## TO BE DONE:
1/ In the installer thread, which log file would it be sufficient to serialize errors to?
2/ List every package named in a BuildRequires entry for meson in the installer thread.
3/ From the installer thread, quote the passage from "Requires: ninja-build Requires: python3" up to and including "rpm to ISO?".

## EXTRACTED TEXT:
START
I found where exactly in the code. I probably will introduce custom exceptions and raise and catch and show errors without crashing because it is not a critical error. it is sufficient to serialize /var/log/installer.error.log, i.e.; if the package list contains "meson" and is not found, there is no reason to crash the installer. Regarding additional path rpm, I am still trying to understand the logic because what I understand from the logic is that rpm needs to be in the list of XML. There is an extra check, so it is not just path to a file.

dcasota commented 1 year ago

For a later secureboot bootmode, adding *.rpms doesn’t give security hence “crashing” the installer imho isn’t that wrong. A comprehensive error message would be nice though.

spyroot commented 1 year ago

I'm referring to a unnessasery crash, adding RPM to the list. This will crash the installer; IMHO makes more sense to give a warning and move on. It is optional and outside of packagelist_file.json.

"additional_packages": [ "meson" ],

dcasota commented 1 year ago

meson specs comes with following specs BuildRequires: gcc BuildRequires: python3-devel BuildRequires: python3-setuptools BuildRequires: ninja-build BuildRequires: gtest-devel BuildRequires: gmock-devel BuildRequires: gettext

Requires: ninja-build Requires: python3 Requires: python3-setuptools

Just curious, less to do with the logfile content + recipe suggested, what happens with setup success adding python3 and python3-setuptools with a recursive package lookup into their “requires” entries?

spyroot commented 1 year ago

I may be ignorant in that regard, but I added RPM inside RPM dir and insider noarch since it is not arch. But what I don't know is what is related to packagelist_file json. In essence, if I just add copy rpm to RPM dir inside ISO, is it sufficient to step and installer resolve a file name based on the name? In essence, what is the correct step to add rpm to ISO?
END
## DATA PROVIDED:
START
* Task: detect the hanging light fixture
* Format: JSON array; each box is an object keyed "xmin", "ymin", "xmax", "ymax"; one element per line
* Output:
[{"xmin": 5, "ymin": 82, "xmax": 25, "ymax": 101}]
END
## ANSWERS PROVIDED:
1/ /var/log/installer.error.log

2/ gcc, python3-devel, python3-setuptools, ninja-build, gtest-devel, gmock-devel, gettext

3/
Requires: ninja-build Requires: python3 Requires: python3-setuptools

Just curious, less to do with the logfile content + recipe suggested, what happens with setup success adding python3 and python3-setuptools with a recursive package lookup into their “requires” entries?

spyroot commented 1 year ago

I may be ignorant in that regard, but I added RPM inside RPM dir and insider noarch since it is not arch. But what I don't know is what is related to packagelist_file json. In essence, if I just add copy rpm to RPM dir inside ISO, is it sufficient to step and installer resolve a file name based on the name? In essence, what is the correct step to add rpm to ISO?